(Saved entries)
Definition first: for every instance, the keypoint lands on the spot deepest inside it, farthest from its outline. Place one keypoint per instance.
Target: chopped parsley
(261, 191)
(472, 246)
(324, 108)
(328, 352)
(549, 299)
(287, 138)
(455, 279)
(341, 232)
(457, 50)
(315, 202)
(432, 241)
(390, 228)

What needs to be done: You are asked to copy all of the entries above exactly.

Response area:
Definition first: for every instance, the keypoint lands on the spot deepest inside it, farthest from its outline. Place one keypoint per instance.
Target: chopped parsley
(261, 191)
(472, 246)
(324, 108)
(328, 352)
(549, 299)
(287, 138)
(455, 279)
(341, 232)
(457, 50)
(315, 202)
(432, 241)
(390, 228)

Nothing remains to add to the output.